Extend the news report on beach erosion on Hilton Head, picking up after its final sentence.

--- Reading passage ---

Town of Hilton Head director of public projects and facilities Scott Liggett said he completed an initial assessment of the town's beaches Monday morning, find three areas that primarily stood out with moderate to severe erosion: North Forest Beach, the northern parts of Palmetto Dunes, and Port Royal Plantation's shoreline along Port Royal Sound.

In certain areas like North Forest Beach, the dunes have been scarped, leaving a steep slope up to the full height of the dune, he said. In other areas, private walkways to the beach dropped between two and four feet from erosion.

Liggett said the town would continue to monitor erosion, but said it was too early to say whether an emergency response is needed.

Coincidentally, the town recently started the process of awarding a beach renourishment contract; bidding on the contract began Wednesday. Liggett said the response to the erosion may just be implemented in the new contract.

He added that the erosion seen over the weekend was a likely sign that the previous renourishment was reaching the end of its lifespan.

--- Dataset entries ---

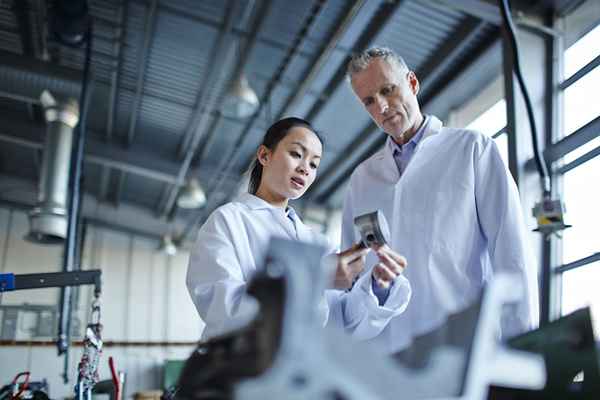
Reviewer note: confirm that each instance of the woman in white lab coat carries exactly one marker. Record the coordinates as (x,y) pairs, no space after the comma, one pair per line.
(231,245)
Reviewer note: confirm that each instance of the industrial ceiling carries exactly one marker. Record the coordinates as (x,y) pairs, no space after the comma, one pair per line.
(161,69)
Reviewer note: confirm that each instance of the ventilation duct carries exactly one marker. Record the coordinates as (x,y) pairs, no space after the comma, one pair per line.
(48,220)
(24,78)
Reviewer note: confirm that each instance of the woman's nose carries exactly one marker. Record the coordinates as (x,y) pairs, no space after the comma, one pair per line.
(302,168)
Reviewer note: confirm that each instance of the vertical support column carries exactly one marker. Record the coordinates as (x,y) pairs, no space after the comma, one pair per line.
(537,54)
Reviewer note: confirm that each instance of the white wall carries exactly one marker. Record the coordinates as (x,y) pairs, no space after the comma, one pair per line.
(144,299)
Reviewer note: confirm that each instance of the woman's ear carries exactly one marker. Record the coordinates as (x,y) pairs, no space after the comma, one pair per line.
(263,155)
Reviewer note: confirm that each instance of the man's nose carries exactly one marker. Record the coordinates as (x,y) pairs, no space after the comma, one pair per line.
(382,105)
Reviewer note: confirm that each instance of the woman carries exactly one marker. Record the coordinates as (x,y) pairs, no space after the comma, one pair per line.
(233,241)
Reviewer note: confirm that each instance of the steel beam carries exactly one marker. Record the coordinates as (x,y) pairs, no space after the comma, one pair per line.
(21,10)
(142,163)
(209,97)
(483,10)
(324,54)
(141,70)
(114,89)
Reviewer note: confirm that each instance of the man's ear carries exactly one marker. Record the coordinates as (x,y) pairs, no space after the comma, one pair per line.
(263,154)
(413,82)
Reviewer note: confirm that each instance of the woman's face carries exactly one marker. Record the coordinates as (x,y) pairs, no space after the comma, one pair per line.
(290,169)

---

● **Answer to this problem**
"It reinforces the path we are on to rebuild the beaches," he said.

Sunday morning footage shows overnight washover of Port Royal Sound into the marsh at the sand spit to Pine Island at Dolphin Head in Hilton Head Plantation.


Other than some standing water in low areas, Beaufort appears to have been spared any significant effects of the rain and unusual tides.

Public works director Lamar Taylor said the department received no calls during the weekend about anyone affected by flooding. Crews worked last week ensuring drains were open and pipes clear and monitored drainage conditions during the weekend, he said.

"Obviously we had some high water in low areas, which we can't control, because of the tide," Taylor said. "But nothing has really impacted folks that they felt threatened."


Town officials prepped their stormwater system to allow for anticipated extra volume, town manager Van Willis said, but otherwise little out of the ordinary.

"This is good because it allows a mixing of salt with the freshwater, which helps get rid of some of the growth that can choke a (retention) pond," Willis said in an email.

The parking lot off of 11th Street by the town's shrimp docks had to be pumped over the weekend.

Willis said the area's sandy soil allows the town to drain quickly.


The phones at the Hunting Island State Park office stayed busy Monday as employees updated visitors on conditions and processed campers' refunds after high tides and heavy rains pummeled the island.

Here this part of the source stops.